*** PROVIDED PASSAGE ***

Chairman of the Communist Party of Tajikistan
- In office 22 April 2017 – 7 April 2026
- Preceded by: Mirzoazim Nasimov (acting)

Personal details
- Born: Mirojiddin Sanonovich Abdulloyev 15 August 1948 Mu'minobod District, Khatlon Region, Tajik SSR, USSR
- Died: 7 April 2026 (aged 77)
- Party: CPT
- Education: Pedagogical College Academy of the Interior Ministry of the Soviet Union

= Miroj Abdulloyev =

Taijik politician (1948–2026)

Mirojiddin Sanonovich Abdulloyev (Мироҷиддин Санонович Абдуллоев), known as Miroj Abdulloyev (15 August 1948 – 7 April 2026), was a Tajik politician who was the Chairman of the Communist Party of Tajikistan, succeeding acting chairman Mirzoazim Nasimov on 22 April 2017, following the removal of long serving party leader Shodi Shabdolov in 2016.

*** End of PROVIDED PASSAGE ***
*** EXTRACTED DATA ***

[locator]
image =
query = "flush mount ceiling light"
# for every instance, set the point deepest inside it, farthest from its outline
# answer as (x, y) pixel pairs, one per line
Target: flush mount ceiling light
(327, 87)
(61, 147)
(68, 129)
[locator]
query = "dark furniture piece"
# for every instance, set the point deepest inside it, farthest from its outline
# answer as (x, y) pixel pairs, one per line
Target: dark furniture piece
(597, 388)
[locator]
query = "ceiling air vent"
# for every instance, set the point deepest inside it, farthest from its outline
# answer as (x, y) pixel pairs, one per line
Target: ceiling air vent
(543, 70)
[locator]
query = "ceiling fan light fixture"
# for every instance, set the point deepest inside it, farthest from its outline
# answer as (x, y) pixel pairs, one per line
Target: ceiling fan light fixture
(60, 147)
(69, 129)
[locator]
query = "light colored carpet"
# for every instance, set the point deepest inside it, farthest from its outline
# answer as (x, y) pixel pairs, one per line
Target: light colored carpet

*** End of EXTRACTED DATA ***
*** EXTRACTED DATA ***

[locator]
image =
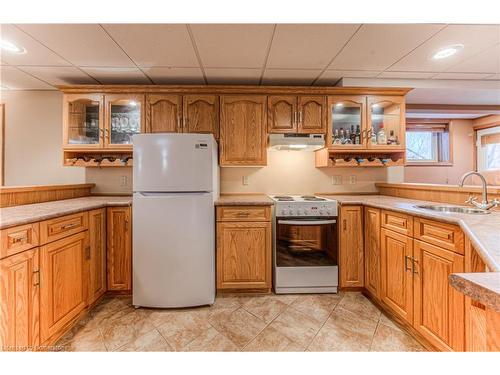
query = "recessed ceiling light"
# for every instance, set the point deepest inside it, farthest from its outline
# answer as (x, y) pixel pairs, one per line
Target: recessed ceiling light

*** End of EXTRACTED DATA ***

TASKS TO CARRY OUT —
- A) Return the stretch of the biography of Miroj Abdulloyev from "Mirojiddin Sanonovich Abdulloyev (Мироҷиддин" through "Shabdolov in 2016.".
- B) According to the biography of Miroj Abdulloyev, whom did he succeed as Chairman of the Communist Party of Tajikistan?
The lines above were drawn from a source separate from the biography of Miroj Abdulloyev.

TASK-BY-TASK ANSWERS —
- A)
Mirojiddin Sanonovich Abdulloyev (Мироҷиддин Санонович Абдуллоев), known as Miroj Abdulloyev (15 August 1948 – 7 April 2026), was a Tajik politician who was the Chairman of the Communist Party of Tajikistan, succeeding acting chairman Mirzoazim Nasimov on 22 April 2017, following the removal of long serving party leader Shodi Shabdolov in 2016.

- B) He succeeded the acting chairman, Mirzoazim Nasimov.